--- Data for this task Enclosed Below ---

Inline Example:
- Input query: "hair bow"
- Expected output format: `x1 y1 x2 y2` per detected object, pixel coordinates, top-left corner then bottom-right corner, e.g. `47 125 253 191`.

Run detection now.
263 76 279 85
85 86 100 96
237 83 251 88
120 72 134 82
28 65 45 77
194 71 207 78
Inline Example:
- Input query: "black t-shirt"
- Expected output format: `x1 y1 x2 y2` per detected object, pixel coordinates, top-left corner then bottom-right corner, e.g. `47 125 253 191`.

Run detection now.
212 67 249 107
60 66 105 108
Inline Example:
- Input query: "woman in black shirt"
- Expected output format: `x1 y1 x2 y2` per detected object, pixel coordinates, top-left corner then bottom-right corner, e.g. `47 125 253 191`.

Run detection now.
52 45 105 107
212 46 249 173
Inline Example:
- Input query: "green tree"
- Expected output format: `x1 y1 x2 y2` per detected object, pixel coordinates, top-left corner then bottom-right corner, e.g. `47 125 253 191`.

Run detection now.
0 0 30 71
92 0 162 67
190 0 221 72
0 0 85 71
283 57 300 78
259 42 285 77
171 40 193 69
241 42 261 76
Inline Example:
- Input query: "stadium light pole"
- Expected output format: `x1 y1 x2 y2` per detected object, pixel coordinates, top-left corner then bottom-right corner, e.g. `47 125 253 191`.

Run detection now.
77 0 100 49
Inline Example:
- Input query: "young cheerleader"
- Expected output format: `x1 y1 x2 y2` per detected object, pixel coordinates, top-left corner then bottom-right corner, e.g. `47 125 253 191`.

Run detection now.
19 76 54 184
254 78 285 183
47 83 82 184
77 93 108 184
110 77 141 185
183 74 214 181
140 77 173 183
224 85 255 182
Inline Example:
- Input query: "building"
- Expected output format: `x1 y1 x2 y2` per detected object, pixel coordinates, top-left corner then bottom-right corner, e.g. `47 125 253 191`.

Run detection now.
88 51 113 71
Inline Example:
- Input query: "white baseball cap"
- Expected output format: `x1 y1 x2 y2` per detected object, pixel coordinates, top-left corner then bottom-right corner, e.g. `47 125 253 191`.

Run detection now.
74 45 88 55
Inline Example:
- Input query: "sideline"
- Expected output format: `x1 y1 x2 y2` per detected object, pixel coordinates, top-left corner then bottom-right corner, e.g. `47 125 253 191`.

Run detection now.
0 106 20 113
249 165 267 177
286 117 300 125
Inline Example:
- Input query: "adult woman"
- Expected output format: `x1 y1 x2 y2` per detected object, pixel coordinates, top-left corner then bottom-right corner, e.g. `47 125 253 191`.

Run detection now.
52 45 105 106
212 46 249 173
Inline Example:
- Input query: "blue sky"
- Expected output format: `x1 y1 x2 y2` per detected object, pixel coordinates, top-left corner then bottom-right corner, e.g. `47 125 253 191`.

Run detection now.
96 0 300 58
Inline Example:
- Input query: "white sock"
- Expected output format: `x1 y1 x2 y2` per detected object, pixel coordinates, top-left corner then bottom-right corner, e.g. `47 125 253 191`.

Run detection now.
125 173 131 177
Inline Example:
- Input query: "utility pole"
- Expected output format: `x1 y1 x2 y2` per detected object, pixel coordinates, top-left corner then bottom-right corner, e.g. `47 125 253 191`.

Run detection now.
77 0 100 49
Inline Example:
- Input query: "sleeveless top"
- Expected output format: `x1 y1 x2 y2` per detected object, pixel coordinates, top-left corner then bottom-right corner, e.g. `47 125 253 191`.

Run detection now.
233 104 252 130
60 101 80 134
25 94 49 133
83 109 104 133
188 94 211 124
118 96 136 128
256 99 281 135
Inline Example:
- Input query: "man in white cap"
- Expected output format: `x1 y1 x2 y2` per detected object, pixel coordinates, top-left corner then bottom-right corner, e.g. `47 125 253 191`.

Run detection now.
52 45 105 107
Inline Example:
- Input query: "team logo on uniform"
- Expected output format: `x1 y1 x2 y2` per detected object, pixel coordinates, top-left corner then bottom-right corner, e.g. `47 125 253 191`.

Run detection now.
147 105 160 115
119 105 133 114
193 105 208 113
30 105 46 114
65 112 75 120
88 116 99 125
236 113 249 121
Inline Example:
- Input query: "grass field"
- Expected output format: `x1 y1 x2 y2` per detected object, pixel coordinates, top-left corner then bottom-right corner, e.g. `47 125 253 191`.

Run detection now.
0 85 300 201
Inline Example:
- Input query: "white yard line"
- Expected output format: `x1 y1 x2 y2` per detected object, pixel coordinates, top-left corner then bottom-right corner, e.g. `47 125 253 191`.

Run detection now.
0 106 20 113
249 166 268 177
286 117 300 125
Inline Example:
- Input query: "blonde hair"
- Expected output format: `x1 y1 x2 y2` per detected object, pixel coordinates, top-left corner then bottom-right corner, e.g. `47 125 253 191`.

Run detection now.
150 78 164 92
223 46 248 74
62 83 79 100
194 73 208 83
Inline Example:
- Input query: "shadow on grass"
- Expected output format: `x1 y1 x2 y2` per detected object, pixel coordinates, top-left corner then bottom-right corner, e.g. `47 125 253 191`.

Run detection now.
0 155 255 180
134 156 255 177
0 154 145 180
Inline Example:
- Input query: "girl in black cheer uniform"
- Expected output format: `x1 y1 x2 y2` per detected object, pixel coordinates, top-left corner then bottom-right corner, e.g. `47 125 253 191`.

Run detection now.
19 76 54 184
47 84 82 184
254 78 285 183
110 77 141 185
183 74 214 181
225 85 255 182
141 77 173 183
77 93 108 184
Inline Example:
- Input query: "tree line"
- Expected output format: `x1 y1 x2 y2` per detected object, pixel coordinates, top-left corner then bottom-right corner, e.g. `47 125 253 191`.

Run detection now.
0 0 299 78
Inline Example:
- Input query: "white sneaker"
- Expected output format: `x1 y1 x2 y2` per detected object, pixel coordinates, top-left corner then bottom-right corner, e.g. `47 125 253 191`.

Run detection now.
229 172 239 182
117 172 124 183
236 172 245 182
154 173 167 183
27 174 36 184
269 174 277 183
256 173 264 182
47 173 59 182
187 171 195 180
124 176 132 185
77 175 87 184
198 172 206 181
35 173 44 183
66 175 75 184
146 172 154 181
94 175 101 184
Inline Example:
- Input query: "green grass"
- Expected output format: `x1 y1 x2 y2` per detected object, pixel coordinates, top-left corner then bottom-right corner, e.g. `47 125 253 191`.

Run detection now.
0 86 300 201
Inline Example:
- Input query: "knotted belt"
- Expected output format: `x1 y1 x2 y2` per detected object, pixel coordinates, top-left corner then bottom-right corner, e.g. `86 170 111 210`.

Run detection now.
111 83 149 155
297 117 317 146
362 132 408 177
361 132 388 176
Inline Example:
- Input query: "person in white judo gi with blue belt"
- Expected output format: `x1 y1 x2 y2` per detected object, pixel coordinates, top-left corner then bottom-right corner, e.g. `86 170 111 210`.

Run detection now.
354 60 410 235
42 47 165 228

--- End of Enclosed Data for this task ---

Directions: Every record above must be set down again, word for word.

Problem solution:
Inline Example:
- Input query: "hair bow"
- Expected output format: `x1 y1 x2 y2` per detected object, pixel coordinates, top-left corner then bottom-right corner, e.g. `47 125 253 191`.

Run detection now.
263 76 279 85
85 86 100 96
237 83 251 88
120 72 134 82
28 65 45 77
194 71 207 78
Inline Example:
- Input query: "black t-shirt"
- Expected output format: `x1 y1 x2 y2` per detected object, pixel coordinates, top-left corner then bottom-right corner, e.g. `47 125 253 191`.

Run detection now.
212 67 249 107
60 66 105 108
Inline Example:
- Input query: "woman in black shirt"
- Expected output format: `x1 y1 x2 y2` per detected object, pixel coordinates, top-left corner then bottom-right corner, e.g. `47 125 253 191`.

Run detection now.
52 45 105 107
212 46 249 173
Inline Example:
- Input query: "green tree"
- Expected output format: `x1 y1 x2 y2` per detected object, pixel coordinates, top-left corner then bottom-right corner, e.g. `47 125 253 191`.

Run detection now.
0 0 30 71
92 0 162 67
190 0 221 72
0 0 85 71
283 57 300 78
259 42 285 77
171 40 193 69
241 42 261 76
Inline Example:
- Input query: "stadium light pole"
- Expected output format: `x1 y1 x2 y2` per detected object, pixel coordinates, top-left corner then bottom-right corner, e.g. `47 125 253 191`.

Run detection now.
77 0 100 49
Inline Example:
- Input query: "young cheerleader"
- Expected output format: `x1 y1 x2 y2` per detected object, pixel coordinates, top-left corner then bottom-right corner, e.g. `47 125 253 191`.

Run detection now.
19 76 54 184
254 78 285 183
47 83 82 184
77 93 108 184
110 77 141 185
183 74 214 181
140 77 173 183
224 85 255 182
Inline Example:
- Input query: "building"
- Expected output format: `x1 y1 x2 y2` per detected object, pixel coordinates, top-left corner then bottom-right corner, e.g. `47 125 253 191`.

Run detection now.
88 51 113 71
Inline Example:
- Input query: "white baseball cap"
- Expected output format: `x1 y1 x2 y2` per detected object, pixel coordinates, top-left corner then bottom-right corner, e.g. `47 125 253 191`.

Run detection now.
74 45 88 55
Inline Example:
- Input query: "sideline"
- Expected output format: `x1 y1 x2 y2` per detected object, pixel coordinates, top-left corner then bottom-right corner, e.g. `47 125 253 191`.

Run detection now.
0 106 20 113
249 165 267 177
286 117 300 125
Inline Example:
- Input query: "adult woman"
- Expected output format: `x1 y1 x2 y2` per detected object, pixel coordinates, top-left corner then bottom-right corner, e.g. `47 125 253 191`.

Run detection now.
52 45 105 106
212 46 249 173
Inline Example:
- Input query: "blue sky"
- Expected output format: `x1 y1 x2 y2` per detected object, pixel coordinates, top-left corner then bottom-right corner, e.g. `47 125 253 191`.

Run detection now.
96 0 300 58
Inline Example:
- Input query: "white sock"
- Expected output format: `x1 y1 x2 y2` per detected object, pixel coordinates, top-left corner then bottom-right corner, e.g. `47 125 253 191`.

Run detection now.
125 173 131 177
Inline Example:
- Input query: "utility pole"
- Expected output format: `x1 y1 x2 y2` per detected object, pixel coordinates, top-left corner then bottom-right corner, e.g. `47 125 253 191`.

Run detection now.
77 0 100 49
Inline Example:
- Input query: "sleeveless top"
- Expected output format: `x1 y1 x2 y2` per detected object, pixel coordinates, top-left corner then bottom-right corner, e.g. `47 125 253 191`.

Run detection now.
233 104 252 130
60 101 80 134
25 94 49 133
83 109 104 133
188 94 211 124
118 96 136 128
256 99 281 135
Inline Example:
- Input query: "man in white cap"
- Expected output format: `x1 y1 x2 y2` per detected object, pixel coordinates, top-left corner then bottom-right corner, e.g. `47 125 253 191`.

Run detection now.
52 45 105 107
Inline Example:
- Input query: "team logo on uniform"
- Expected output format: `x1 y1 x2 y2` per detected object, pixel coordinates, top-left corner then bottom-right corner, e.g. `47 125 253 191`.

Run detection now.
147 105 160 115
119 105 133 114
193 105 208 113
30 105 46 114
65 112 75 120
88 116 99 125
236 113 249 121
Inline Example:
- Input query: "grass field"
- Expected output format: `x1 y1 x2 y2` per detected object, pixel coordinates, top-left corner then bottom-right corner, e.g. `47 125 253 191`.

Run detection now.
0 85 300 201
Inline Example:
- Input query: "white yard line"
- Expected output format: `x1 y1 x2 y2` per detected object, pixel coordinates, top-left corner then bottom-right corner, e.g. `47 125 253 191`.

Run detection now.
0 106 20 113
249 166 268 177
286 117 300 125
Inline Example:
- Input query: "blonde hair"
- Expected output format: `x1 y1 x2 y2` per detected object, pixel coordinates, top-left corner then bottom-right corner, e.g. `47 125 253 191`.

Run detection now.
150 78 164 92
223 46 248 74
62 83 79 100
194 73 208 83
Inline Example:
- Input query: "shadow on grass"
- Expected output format: `x1 y1 x2 y2` per detected object, pixel coordinates, top-left corner then bottom-right corner, e.g. `47 125 253 191`.

Run detection now.
0 155 255 180
134 156 255 177
0 154 145 180
Inline Example:
- Input query: "girl in black cheer uniform"
- Expected output format: `x1 y1 x2 y2` per detected object, pixel coordinates, top-left corner then bottom-right corner, e.g. `47 125 253 191`.

Run detection now.
19 76 54 184
47 84 82 184
254 78 285 183
110 77 141 185
183 74 214 181
225 85 255 182
141 77 173 183
77 93 108 184
Inline Example:
- Input query: "tree line"
- Expected output format: `x1 y1 x2 y2` per detected object, pixel coordinates, top-left corner then bottom-right corner, e.g. `47 125 253 191`.

Run detection now.
0 0 299 78
Inline Example:
- Input query: "white sneaker"
- Expected output format: `x1 y1 x2 y2` per detected object, pixel coordinates, top-left corner then bottom-right corner, e.g. `47 125 253 191`.

Run detection now.
229 172 239 182
117 172 124 183
236 172 245 182
154 173 167 183
27 174 36 184
269 174 277 183
256 173 264 182
47 173 59 182
187 171 195 180
124 176 132 185
77 175 87 184
198 172 206 181
35 173 44 183
66 175 75 184
146 172 154 181
94 175 101 184
Inline Example:
- Input query: "green grass"
- Expected output format: `x1 y1 x2 y2` per detected object, pixel coordinates, top-left corner then bottom-right corner, e.g. `47 125 253 191`.

Run detection now.
0 86 300 201
Inline Example:
- Input query: "knotted belt"
- Expected output format: `x1 y1 x2 y2` per detected object, pixel coordinates, top-left corner then bottom-right corner, e.g. `86 170 111 210`.

Run detection now.
111 83 149 155
297 117 317 146
362 132 408 177
361 132 388 176
Inline Example:
- Input query: "person in white judo gi with blue belt"
- Expected output format: `x1 y1 x2 y2` per detected object, pixel coordinates, top-left corner then bottom-right corner, e.g. `86 170 111 210`.

Run detection now.
354 60 410 235
42 47 165 228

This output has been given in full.